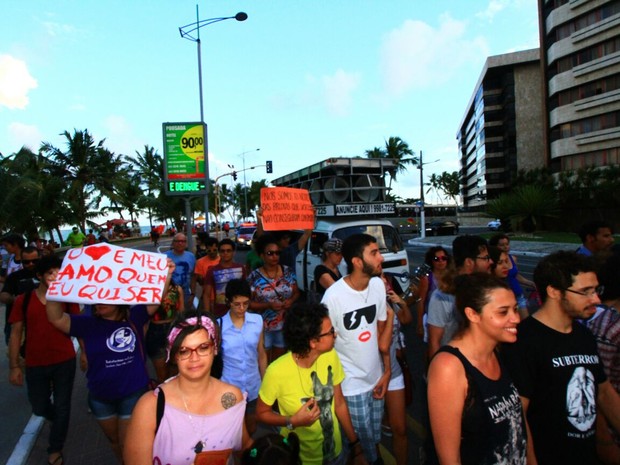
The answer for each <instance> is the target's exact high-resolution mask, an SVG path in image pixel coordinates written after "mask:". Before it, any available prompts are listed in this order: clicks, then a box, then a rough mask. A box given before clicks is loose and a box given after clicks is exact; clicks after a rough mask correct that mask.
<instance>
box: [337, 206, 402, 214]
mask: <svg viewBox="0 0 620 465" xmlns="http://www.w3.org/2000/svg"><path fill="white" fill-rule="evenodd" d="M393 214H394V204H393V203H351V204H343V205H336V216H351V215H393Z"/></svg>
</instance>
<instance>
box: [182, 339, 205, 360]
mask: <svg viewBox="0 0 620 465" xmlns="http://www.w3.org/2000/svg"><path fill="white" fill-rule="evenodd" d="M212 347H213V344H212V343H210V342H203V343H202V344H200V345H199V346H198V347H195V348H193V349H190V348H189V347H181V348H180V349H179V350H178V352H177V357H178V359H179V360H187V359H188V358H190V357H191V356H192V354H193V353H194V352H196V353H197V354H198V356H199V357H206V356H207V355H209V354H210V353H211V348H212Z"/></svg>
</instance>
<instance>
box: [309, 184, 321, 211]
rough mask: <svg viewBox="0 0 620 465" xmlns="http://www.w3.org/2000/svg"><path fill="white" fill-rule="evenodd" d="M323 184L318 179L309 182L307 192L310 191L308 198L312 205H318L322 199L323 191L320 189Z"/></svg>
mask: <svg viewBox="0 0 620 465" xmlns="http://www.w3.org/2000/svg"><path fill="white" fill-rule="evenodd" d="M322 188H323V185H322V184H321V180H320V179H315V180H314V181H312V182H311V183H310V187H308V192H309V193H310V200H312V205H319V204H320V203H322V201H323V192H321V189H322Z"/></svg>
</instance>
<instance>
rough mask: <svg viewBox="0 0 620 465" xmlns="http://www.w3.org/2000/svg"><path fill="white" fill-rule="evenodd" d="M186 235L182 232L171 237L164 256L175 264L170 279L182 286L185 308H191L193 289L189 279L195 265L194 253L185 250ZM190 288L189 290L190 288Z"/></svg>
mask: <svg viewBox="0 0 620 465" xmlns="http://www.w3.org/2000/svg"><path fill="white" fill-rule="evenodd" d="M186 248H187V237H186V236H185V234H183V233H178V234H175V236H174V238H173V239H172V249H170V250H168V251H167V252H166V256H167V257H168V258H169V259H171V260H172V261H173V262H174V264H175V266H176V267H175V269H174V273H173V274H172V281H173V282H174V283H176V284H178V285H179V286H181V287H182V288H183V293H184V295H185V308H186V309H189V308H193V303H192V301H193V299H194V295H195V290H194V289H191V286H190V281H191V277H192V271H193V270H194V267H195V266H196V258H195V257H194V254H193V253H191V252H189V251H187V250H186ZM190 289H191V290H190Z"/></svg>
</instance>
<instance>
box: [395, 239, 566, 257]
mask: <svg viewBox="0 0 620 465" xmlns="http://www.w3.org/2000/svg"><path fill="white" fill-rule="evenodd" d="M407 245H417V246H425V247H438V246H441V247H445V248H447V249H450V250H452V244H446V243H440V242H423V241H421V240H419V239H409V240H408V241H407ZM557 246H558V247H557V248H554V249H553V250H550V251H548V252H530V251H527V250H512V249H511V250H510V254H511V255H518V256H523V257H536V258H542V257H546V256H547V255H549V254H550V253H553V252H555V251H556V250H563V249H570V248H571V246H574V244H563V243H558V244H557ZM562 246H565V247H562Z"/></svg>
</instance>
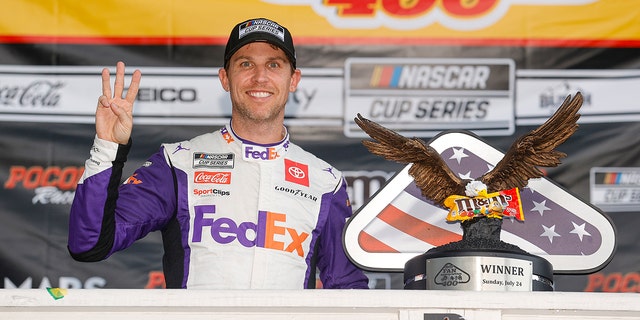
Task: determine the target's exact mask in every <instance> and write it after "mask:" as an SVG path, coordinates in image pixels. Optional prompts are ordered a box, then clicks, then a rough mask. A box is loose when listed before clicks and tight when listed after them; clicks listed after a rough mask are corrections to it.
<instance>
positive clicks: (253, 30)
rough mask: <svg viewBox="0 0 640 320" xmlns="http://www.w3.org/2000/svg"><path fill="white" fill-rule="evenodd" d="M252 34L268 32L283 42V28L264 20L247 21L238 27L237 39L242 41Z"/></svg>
——————
* **Prompt**:
Each entry, word for word, belongs in your answer; each picture does not.

* **Your solution**:
The answer for each <instance> is the target's exact high-resolution mask, an SVG path in image pixel coordinates written after "mask:". Before it, any available prompts are listed in this order: clicks, then a box, then a rough mask. A box given before clicks is loose and a box given after clicks is exact; clicks after a rough mask correct that mask.
<instance>
box: [337, 206, 402, 214]
mask: <svg viewBox="0 0 620 465" xmlns="http://www.w3.org/2000/svg"><path fill="white" fill-rule="evenodd" d="M393 214H394V204H393V203H351V204H343V205H336V216H351V215H393Z"/></svg>
</instance>
<instance>
box: [182, 339, 205, 360]
mask: <svg viewBox="0 0 620 465" xmlns="http://www.w3.org/2000/svg"><path fill="white" fill-rule="evenodd" d="M212 347H213V344H212V343H210V342H203V343H202V344H200V345H199V346H198V347H195V348H193V349H190V348H189V347H181V348H180V349H179V350H178V352H177V357H178V359H179V360H187V359H188V358H190V357H191V356H192V354H193V353H194V352H196V353H197V354H198V356H199V357H206V356H207V355H209V354H210V353H211V348H212Z"/></svg>
</instance>
<instance>
box: [309, 184, 321, 211]
rough mask: <svg viewBox="0 0 620 465" xmlns="http://www.w3.org/2000/svg"><path fill="white" fill-rule="evenodd" d="M323 184L318 179L309 182L307 192L310 191L308 198L312 205H318L322 199L323 191L320 189Z"/></svg>
mask: <svg viewBox="0 0 620 465" xmlns="http://www.w3.org/2000/svg"><path fill="white" fill-rule="evenodd" d="M322 188H323V185H322V184H321V180H320V179H315V180H314V181H312V182H311V183H310V187H308V192H309V193H310V200H312V205H319V204H320V203H322V201H323V192H321V189H322Z"/></svg>
</instance>
<instance>
rough mask: <svg viewBox="0 0 620 465" xmlns="http://www.w3.org/2000/svg"><path fill="white" fill-rule="evenodd" d="M186 235L182 232L171 237L164 256L175 264L170 279L182 286L185 308H191L193 289L189 279L195 265L194 253L185 250ZM190 288L189 290L190 288Z"/></svg>
mask: <svg viewBox="0 0 620 465" xmlns="http://www.w3.org/2000/svg"><path fill="white" fill-rule="evenodd" d="M186 248H187V237H186V236H185V234H183V233H178V234H175V236H174V238H173V239H172V249H170V250H168V251H167V252H166V256H167V257H168V258H169V259H171V260H172V261H173V262H174V264H175V266H176V267H175V269H174V273H173V274H172V281H173V282H174V283H176V284H178V285H179V286H181V287H182V288H183V293H184V295H185V308H186V309H189V308H193V303H192V301H193V299H194V295H195V290H194V289H191V286H190V281H191V277H192V271H193V270H194V267H195V266H196V258H195V257H194V254H193V253H191V252H189V251H187V250H186ZM190 289H191V290H190Z"/></svg>
</instance>
<instance>
box: [395, 239, 566, 257]
mask: <svg viewBox="0 0 620 465" xmlns="http://www.w3.org/2000/svg"><path fill="white" fill-rule="evenodd" d="M407 245H417V246H425V247H438V246H441V247H445V248H447V249H450V250H452V244H446V243H440V242H423V241H421V240H419V239H409V240H408V241H407ZM557 246H558V247H557V248H554V249H553V250H550V251H548V252H530V251H527V250H512V249H511V250H510V254H511V255H518V256H523V257H536V258H542V257H546V256H547V255H549V254H550V253H553V252H555V251H556V250H563V249H570V248H571V246H574V244H563V243H558V244H557ZM562 246H565V247H562Z"/></svg>
</instance>
Task: determine the target's exact mask in every <instance> and write it after "mask:" as an SVG path, coordinates in image pixels. Optional prompts are ordered a box, then clicks, then a rough mask. A box is loose when listed before clicks and tight when listed after them; clicks listed after a rough mask are corrections to it.
<instance>
positive clicks: (253, 30)
rough mask: <svg viewBox="0 0 640 320" xmlns="http://www.w3.org/2000/svg"><path fill="white" fill-rule="evenodd" d="M252 34L268 32L283 42V28L264 20L247 21L238 27L237 39L242 41Z"/></svg>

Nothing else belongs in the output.